Task to complete: Copy each line of the entries that contains the word "asphalt".

Recorded information:

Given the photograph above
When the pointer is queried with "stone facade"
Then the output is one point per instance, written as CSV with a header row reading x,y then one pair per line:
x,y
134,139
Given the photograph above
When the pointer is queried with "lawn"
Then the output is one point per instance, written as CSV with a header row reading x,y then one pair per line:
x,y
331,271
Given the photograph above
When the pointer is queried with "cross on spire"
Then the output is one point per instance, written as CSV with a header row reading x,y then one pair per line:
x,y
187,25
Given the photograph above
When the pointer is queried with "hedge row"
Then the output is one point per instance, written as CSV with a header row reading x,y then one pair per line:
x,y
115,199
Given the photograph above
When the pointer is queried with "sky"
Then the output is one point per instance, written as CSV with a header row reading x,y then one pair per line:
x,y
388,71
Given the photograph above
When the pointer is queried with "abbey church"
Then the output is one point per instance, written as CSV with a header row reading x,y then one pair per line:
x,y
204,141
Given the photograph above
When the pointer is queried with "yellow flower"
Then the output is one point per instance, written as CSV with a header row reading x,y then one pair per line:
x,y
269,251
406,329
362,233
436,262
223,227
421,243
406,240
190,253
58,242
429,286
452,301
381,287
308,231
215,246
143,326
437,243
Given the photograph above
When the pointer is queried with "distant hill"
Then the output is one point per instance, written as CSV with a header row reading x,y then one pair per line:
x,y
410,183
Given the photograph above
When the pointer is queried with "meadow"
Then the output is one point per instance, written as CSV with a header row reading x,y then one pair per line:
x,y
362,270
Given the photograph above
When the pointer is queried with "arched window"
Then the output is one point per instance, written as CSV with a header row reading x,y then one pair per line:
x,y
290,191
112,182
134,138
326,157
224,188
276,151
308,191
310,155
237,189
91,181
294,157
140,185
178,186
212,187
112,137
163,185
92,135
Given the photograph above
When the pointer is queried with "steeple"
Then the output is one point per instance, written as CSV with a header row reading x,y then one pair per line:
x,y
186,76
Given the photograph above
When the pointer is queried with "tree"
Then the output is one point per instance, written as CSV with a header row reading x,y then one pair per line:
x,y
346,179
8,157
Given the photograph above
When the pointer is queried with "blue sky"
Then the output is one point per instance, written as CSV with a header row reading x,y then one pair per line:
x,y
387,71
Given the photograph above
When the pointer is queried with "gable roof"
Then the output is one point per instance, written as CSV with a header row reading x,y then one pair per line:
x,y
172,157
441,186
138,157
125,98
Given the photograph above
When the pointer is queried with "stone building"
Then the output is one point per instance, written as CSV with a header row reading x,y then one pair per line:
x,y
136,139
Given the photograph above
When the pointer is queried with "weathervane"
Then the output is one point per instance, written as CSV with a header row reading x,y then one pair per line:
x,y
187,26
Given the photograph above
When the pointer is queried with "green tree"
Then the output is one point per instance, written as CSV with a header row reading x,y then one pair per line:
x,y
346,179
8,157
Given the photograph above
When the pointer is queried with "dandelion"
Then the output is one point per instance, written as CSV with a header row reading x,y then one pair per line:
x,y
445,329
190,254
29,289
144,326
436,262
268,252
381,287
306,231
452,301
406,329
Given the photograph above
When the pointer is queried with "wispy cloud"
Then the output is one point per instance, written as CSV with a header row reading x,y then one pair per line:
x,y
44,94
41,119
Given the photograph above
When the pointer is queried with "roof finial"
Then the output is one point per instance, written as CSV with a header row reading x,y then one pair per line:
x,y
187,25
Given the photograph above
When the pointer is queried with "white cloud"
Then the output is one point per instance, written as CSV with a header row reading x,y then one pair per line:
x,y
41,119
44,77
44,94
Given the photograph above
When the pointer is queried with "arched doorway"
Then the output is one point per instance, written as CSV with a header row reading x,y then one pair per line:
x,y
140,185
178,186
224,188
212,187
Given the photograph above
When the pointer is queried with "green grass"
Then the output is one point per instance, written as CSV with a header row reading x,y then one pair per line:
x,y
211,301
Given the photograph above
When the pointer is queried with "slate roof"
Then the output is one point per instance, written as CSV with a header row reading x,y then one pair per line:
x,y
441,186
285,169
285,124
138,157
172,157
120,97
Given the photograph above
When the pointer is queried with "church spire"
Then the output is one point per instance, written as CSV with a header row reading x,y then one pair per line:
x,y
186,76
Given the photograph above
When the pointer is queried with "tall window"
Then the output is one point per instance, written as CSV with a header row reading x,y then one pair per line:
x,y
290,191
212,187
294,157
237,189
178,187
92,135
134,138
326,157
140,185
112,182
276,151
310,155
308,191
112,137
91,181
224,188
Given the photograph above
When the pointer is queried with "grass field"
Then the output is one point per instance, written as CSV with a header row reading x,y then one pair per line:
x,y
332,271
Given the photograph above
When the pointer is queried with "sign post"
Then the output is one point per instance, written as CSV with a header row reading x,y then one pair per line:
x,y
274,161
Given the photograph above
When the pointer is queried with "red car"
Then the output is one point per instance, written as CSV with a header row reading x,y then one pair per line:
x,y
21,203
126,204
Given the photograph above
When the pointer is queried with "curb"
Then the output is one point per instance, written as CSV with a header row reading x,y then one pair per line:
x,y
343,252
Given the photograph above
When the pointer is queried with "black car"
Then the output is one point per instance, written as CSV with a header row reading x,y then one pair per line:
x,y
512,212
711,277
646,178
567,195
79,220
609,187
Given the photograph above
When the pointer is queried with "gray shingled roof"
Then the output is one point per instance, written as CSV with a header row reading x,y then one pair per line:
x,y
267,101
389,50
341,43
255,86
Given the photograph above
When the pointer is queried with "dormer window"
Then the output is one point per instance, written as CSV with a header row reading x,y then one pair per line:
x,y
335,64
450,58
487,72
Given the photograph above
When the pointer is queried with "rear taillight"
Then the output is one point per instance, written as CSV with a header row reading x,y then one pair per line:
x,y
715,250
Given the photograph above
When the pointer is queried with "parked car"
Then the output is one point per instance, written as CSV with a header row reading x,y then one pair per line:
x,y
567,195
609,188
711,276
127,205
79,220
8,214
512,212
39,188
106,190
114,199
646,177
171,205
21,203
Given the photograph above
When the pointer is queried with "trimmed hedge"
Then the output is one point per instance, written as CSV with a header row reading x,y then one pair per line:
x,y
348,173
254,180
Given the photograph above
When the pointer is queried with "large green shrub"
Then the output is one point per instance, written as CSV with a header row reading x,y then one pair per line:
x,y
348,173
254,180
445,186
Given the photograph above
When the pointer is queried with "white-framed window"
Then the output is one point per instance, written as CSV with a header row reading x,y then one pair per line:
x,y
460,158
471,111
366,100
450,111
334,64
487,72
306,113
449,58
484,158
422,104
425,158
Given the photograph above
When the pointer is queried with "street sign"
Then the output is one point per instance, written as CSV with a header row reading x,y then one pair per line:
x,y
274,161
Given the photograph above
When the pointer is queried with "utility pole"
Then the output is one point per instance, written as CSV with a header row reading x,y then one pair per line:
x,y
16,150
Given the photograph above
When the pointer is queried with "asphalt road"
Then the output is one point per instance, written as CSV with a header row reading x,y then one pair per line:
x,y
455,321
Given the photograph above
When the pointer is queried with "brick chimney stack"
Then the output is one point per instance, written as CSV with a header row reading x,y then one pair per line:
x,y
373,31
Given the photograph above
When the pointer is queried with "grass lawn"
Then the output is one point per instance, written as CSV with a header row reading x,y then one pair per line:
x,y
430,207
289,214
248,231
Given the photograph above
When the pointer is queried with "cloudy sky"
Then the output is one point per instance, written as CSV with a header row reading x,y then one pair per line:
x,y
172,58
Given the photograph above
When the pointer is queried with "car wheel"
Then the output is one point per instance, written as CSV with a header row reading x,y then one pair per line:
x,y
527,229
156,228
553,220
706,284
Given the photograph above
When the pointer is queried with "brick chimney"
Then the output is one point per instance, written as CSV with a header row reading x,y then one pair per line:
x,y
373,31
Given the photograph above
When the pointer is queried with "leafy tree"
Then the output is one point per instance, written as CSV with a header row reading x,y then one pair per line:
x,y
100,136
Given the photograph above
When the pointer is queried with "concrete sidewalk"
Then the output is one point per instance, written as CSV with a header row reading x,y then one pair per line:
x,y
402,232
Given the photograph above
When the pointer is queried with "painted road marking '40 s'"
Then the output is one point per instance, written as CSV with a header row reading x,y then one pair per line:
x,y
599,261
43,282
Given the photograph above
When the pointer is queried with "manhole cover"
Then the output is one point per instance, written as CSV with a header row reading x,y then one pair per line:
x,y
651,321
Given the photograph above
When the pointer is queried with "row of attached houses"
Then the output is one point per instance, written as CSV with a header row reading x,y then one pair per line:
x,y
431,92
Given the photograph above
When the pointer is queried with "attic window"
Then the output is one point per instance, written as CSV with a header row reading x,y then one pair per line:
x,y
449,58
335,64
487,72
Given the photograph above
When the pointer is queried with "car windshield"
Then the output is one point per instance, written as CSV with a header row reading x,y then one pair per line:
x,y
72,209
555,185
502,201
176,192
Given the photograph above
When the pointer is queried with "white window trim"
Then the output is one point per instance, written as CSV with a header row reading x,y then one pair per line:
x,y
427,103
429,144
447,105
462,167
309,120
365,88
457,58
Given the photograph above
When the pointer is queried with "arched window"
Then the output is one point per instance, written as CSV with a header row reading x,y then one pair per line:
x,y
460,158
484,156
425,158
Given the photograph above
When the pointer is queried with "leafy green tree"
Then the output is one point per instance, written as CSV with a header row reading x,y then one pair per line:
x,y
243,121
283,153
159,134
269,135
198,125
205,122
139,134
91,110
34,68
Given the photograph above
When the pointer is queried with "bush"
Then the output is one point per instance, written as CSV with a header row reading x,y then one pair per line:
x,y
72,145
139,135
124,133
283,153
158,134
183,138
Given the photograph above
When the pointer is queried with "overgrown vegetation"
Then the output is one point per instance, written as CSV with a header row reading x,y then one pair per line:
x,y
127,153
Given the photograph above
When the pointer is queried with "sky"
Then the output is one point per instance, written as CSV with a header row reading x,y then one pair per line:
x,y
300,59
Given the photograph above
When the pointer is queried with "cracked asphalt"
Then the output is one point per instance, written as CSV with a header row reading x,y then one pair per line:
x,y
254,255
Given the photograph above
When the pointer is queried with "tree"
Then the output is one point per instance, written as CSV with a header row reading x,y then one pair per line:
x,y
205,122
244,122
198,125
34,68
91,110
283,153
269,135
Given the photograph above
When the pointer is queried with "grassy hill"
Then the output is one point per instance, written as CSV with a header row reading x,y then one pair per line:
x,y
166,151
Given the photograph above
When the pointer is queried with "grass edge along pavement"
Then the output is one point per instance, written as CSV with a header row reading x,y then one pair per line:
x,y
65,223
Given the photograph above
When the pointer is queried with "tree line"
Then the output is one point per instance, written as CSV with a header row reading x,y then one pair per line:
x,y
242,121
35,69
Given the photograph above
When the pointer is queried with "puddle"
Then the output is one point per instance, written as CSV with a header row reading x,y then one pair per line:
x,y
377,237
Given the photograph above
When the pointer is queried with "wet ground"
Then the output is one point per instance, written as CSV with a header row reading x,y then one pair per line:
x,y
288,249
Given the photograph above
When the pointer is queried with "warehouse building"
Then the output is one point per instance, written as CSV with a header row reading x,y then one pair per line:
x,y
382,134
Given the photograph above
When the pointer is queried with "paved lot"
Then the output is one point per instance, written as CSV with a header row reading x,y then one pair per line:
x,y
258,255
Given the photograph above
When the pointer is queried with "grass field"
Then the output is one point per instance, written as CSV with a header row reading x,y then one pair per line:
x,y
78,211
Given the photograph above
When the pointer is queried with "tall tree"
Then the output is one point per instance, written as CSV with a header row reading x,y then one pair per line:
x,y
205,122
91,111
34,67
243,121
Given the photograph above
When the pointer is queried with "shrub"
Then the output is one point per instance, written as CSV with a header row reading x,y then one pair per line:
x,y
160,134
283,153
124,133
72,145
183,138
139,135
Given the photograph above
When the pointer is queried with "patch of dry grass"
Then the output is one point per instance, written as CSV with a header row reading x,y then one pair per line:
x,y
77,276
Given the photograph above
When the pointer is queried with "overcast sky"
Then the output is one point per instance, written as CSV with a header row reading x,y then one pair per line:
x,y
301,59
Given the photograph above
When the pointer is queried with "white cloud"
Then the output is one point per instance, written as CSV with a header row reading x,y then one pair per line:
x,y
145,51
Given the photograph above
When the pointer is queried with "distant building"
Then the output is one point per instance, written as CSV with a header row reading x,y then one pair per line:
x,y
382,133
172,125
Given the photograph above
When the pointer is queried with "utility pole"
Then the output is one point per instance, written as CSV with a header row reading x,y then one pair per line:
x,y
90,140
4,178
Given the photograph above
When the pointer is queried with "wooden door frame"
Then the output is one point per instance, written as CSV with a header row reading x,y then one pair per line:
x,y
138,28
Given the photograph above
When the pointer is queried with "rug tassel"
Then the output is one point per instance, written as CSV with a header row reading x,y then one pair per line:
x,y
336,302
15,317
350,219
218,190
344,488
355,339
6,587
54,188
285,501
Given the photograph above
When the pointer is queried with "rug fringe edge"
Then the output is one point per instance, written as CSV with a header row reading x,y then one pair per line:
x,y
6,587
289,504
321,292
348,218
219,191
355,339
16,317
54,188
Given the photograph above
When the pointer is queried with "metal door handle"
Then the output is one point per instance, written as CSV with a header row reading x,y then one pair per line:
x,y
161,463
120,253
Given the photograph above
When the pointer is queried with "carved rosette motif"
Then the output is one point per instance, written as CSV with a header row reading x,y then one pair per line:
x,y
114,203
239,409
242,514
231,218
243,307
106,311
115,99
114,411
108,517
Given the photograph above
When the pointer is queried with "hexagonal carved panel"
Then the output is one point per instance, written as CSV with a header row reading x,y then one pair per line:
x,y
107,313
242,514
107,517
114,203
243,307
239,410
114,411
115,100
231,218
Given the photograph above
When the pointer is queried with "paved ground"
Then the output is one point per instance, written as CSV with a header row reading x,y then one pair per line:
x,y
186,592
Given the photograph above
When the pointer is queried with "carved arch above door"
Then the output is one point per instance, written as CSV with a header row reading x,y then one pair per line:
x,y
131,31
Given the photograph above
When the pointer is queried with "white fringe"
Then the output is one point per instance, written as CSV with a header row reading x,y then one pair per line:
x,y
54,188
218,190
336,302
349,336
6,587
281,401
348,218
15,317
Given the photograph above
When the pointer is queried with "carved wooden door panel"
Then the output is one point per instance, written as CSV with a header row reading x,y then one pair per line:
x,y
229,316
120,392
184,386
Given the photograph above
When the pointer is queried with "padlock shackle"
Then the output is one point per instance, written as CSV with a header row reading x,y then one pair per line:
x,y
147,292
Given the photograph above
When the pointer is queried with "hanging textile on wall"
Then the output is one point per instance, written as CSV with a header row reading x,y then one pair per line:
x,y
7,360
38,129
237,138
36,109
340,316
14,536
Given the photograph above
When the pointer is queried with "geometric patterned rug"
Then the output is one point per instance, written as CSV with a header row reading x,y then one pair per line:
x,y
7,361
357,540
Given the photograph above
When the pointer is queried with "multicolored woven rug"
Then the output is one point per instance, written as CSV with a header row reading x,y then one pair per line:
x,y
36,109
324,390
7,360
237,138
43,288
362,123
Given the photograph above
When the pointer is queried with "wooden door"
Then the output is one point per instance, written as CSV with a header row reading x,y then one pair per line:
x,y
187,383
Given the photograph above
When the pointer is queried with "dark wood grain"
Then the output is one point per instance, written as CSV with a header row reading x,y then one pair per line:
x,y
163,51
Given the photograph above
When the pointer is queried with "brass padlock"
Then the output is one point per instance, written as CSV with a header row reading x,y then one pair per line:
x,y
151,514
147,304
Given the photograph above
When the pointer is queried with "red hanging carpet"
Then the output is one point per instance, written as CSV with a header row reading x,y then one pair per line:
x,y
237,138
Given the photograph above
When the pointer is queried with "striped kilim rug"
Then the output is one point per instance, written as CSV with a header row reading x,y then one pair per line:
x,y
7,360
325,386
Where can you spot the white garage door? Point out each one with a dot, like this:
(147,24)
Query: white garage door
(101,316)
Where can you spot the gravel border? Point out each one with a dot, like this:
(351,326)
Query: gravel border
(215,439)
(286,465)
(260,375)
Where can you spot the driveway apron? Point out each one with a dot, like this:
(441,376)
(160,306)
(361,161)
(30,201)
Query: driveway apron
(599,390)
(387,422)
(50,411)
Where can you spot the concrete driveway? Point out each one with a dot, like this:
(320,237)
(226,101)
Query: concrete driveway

Answer space:
When the pointer is queried with "asphalt road"
When the pointer is queried with "cracked asphalt"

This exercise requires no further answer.